- _Exercise set_
1. In the PH709 course description, which minor bodies are given as examples?
2. Continue the PH709 course description from its last sentence.
*** Opening Selected excerpt ***
Space Astronomy and Solar System Science - PH709

Location Term Level Credits (ECTS) Current Convenor 2017-18 2018-19
Canterbury
(version 2)
Autumn
View Timetable
7 15 (7.5) DR SC Lowry

Pre-requisites

None.

Restrictions

None

2017-18

Overview

SYLLABUS:

Space Astronomy
Why use space telescopes; other platforms for non-ground-based astronomical observatories (sounding rockets, balloons, satellites); mission case study; what wavelengths benefit by being in space; measurements astronomers make in space using uv, x-ray and infra-red, and examples of some recent scientific missions.

Exploration of the Solar System
Mission types from flybys to sample returns: scientific aims and instrumentation: design requirements for a spacecraft-exploration mission; how to study planetary atmospheres and surfaces: properties of and how to explore minor bodies (e.g. asteroids and comets): current and future missions: mission case study; how space agencies liaise with the scientific community; how to perform calculations related to the orbital transfer of spacecraft.

Solar System Formation and Evolution
The composition of the Sun and planets will be placed in the context of the current understanding of the evolution of the Solar System. Topics include: Solar system formation and evolution; structure of the solar system; physical and orbital evolution of asteroids.

Extra Solar Planets
The evidence for extra Solar planets will be presented and reviewed. The implications for the development and evolution of Solar Systems will be discussed.
*** Closing Selected excerpt ***
*** Opening Extracted records ***
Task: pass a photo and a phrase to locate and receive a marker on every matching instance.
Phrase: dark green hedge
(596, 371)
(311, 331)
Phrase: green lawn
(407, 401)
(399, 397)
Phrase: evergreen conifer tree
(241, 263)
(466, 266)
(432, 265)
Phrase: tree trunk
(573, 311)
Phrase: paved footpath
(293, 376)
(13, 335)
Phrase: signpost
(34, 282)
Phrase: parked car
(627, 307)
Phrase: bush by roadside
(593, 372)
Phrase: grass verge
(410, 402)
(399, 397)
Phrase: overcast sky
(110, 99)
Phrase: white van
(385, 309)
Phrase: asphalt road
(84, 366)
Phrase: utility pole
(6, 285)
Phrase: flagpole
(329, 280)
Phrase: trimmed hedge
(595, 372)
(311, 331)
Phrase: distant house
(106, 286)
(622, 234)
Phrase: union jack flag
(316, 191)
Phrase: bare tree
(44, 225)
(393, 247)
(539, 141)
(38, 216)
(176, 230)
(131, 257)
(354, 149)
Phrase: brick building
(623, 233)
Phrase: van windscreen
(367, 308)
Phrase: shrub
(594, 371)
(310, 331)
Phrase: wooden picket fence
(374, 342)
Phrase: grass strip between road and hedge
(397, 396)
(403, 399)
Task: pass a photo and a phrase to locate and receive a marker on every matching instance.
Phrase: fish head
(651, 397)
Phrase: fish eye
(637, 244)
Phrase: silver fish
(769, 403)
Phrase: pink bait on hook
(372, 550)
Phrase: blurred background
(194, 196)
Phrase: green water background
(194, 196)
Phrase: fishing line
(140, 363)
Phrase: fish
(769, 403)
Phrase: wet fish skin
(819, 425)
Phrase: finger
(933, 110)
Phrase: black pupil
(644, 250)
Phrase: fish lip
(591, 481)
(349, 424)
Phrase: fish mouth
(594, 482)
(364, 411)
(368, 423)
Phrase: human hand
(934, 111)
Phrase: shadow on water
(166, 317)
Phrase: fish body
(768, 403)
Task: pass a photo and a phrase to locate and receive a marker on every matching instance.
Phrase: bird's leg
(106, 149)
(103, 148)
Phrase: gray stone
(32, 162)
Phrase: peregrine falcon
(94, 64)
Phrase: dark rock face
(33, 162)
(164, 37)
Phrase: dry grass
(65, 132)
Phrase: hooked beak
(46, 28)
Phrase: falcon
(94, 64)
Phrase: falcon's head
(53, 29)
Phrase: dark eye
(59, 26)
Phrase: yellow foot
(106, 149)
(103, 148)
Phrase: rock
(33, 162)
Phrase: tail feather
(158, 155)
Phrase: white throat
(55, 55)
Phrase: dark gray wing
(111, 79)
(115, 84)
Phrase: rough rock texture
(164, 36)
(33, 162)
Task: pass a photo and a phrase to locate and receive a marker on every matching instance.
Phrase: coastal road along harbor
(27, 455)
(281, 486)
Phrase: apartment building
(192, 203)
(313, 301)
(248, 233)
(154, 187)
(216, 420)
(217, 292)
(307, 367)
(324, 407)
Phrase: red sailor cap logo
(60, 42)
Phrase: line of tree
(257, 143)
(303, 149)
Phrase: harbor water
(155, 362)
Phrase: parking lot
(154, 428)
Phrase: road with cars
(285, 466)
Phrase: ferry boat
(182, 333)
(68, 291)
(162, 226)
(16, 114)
*** Closing Extracted records ***
- _Your written answers_
1. Asteroids and comets.

2.
Life in Space
Introduction to the issue of what life is, where it may exist in the Solar System and how to look for it.

Details

This module appears in:


Contact hours

30 contact hours, including: 26 hours of lectures, 2 hours of workshops, and class tests.

In addition, 120 hours of self-study are required.

Availability

This is not available as a wild module.

Method of assessment

Final Examination (70%);
2 class tests (15% each).

Preliminary reading

Wertz and Larson, Space Mission Analysis and Design, 3rd Edition

  • Jones, Discovering the Solar System, 2nd Edition

  • Taylor, Solar System Evolution, 2nd Edition

    Other reading:
  • Davies; Astronomy from Space: The Design and Operation of Orbiting Observatories, Wiley

  • Encrenaz, Bibring and Blanc; The Solar System, Springer

  • Jakosky: The Search for Life on Other Planets

  • Gilmour & Sephton: Introduction to Astrobiology

  • Carroll and Ostlie, Modern Astrophysics (2nd ed)

    See the library reading list for this module (Canterbury)

    See the library reading list for this module (Medway)

  • Learning outcomes

    An ability to identify relevant principles and laws when dealing with problems in Space Astronomy and Solar System Science, and to make approximations necessary to obtain solutions.

  • An ability to solve problems in astronomy, astrophysics and space science using appropriate mathematical tools.
  • An ability to use mathematical techniques and analysis to model physical behaviour in Space Astronomy and Solar System Science.
  • An ability to comment critically on how spacecraft and space telescopes (operating at various wavelengths) are designed, their principles of operation, and their use in solar system exploration and astronomy & astrophysics research.
  • An ability to solve advanced problems in astronomy, astrophysics and space science using appropriate mathematical tools.
  • An ability to interpret mathematical descriptions of physical phenomena in Space Astronomy and Solar System Science.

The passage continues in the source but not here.